[WORK TASK] Could you restate the whole listing below word for word, minus the pictures?

----------

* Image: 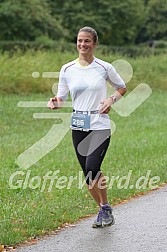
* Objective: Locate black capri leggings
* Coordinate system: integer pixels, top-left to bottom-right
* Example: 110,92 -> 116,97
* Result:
72,129 -> 111,185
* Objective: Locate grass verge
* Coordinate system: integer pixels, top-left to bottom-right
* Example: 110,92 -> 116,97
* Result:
0,89 -> 167,245
0,51 -> 167,94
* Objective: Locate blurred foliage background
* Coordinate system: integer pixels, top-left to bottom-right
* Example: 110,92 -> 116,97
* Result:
0,0 -> 167,94
0,0 -> 166,51
0,1 -> 167,246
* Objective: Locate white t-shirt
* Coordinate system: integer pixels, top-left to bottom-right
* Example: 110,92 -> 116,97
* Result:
57,57 -> 126,130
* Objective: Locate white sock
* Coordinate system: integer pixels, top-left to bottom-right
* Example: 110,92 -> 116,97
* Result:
100,203 -> 109,207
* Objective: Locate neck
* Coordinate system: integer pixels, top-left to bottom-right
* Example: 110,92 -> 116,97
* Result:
78,54 -> 94,66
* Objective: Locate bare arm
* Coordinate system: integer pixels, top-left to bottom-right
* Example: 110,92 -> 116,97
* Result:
99,87 -> 127,114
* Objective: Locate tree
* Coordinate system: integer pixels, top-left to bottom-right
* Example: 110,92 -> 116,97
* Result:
145,0 -> 167,41
0,0 -> 64,41
0,0 -> 166,45
136,0 -> 167,43
101,0 -> 146,45
48,0 -> 146,46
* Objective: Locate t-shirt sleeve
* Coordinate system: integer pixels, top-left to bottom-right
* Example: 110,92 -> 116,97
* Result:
107,64 -> 126,90
56,66 -> 69,101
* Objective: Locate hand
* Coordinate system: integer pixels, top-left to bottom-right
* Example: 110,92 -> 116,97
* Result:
47,97 -> 62,109
99,98 -> 113,114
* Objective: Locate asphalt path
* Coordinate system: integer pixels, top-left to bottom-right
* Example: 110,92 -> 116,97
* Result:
15,185 -> 167,252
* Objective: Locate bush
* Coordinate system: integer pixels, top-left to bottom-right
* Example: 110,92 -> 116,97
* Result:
0,40 -> 167,58
0,50 -> 167,95
97,44 -> 167,58
0,41 -> 76,53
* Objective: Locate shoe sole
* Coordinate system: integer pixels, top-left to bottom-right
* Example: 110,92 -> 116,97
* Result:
102,216 -> 115,227
92,222 -> 103,228
92,217 -> 115,228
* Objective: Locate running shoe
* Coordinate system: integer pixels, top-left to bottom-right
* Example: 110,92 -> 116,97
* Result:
101,204 -> 115,227
92,208 -> 103,228
92,205 -> 115,228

----------

[EXPECTED OUTPUT]
* Image: 
* Objective: Locate black capri leggings
* Coordinate system: integer pixels, top-left to bottom-right
* Example: 110,92 -> 116,97
* Result:
72,129 -> 111,185
* Objective: Locate grass verge
* Coordinate system: integer pixels, top-left to bottom-right
* Example: 110,92 -> 116,97
* Result:
0,89 -> 167,245
0,51 -> 167,94
* Objective: Locate blurred foliage background
* Coordinate system: integer pixels, top-left to bottom-right
* Example: 110,92 -> 116,97
* Result:
0,0 -> 167,94
0,0 -> 166,51
0,1 -> 167,246
* Objective: Locate white t-shirt
* Coordinate system: integer pixels, top-left to bottom-right
* Example: 110,92 -> 116,97
* Result:
57,57 -> 126,130
* Objective: Locate white sock
* Coordinate system: integer pixels, top-left to bottom-right
* Example: 110,92 -> 116,97
* Result:
100,203 -> 109,207
* Objective: Locate neck
* Coordinate system: integer pixels, top-left to bottom-right
* Example: 110,92 -> 116,97
* Result:
78,54 -> 94,66
* Objective: Locate bare arm
* Coordinate system: integer pixels, top-left to bottom-right
* Example: 110,92 -> 116,97
* Result:
99,87 -> 127,114
* Objective: Locate tree
* Coordinate system: integer pixels, top-left to bottom-right
* Example: 110,92 -> 116,97
* Result:
145,0 -> 167,41
0,0 -> 64,41
0,0 -> 166,45
136,0 -> 167,43
101,0 -> 146,45
48,0 -> 146,46
* Objective: Locate t-shirt sleeve
* Coordinate system: integer pixels, top-left to bottom-right
* Example: 110,92 -> 116,97
* Result:
107,64 -> 126,90
56,66 -> 69,101
* Objective: Locate hand
* Coordinate system: integer pixels, top-left to bottom-right
* Example: 110,92 -> 116,97
* Result:
47,97 -> 62,109
99,98 -> 113,114
* Objective: Locate asphalt path
* Coordinate system: integer pixels, top-left to bottom-right
* Example: 110,92 -> 116,97
* Result:
15,185 -> 167,252
* Objective: Locate bush
* Coordinate system: integer pixels, top-left to bottom-right
* Example: 110,92 -> 116,97
* Result:
0,40 -> 167,58
0,50 -> 167,95
97,44 -> 167,58
0,41 -> 76,53
* Objective: Locate shoe sole
* Coordinate system: integer pixels, top-left to bottom-right
* Example: 110,92 -> 116,97
* Result:
102,216 -> 115,227
92,222 -> 103,228
92,217 -> 115,228
* Objective: Locate running shoe
* Coordinate system: integer pixels, top-left to bottom-right
* Example: 110,92 -> 116,97
* Result:
101,204 -> 115,227
92,208 -> 103,228
92,205 -> 115,228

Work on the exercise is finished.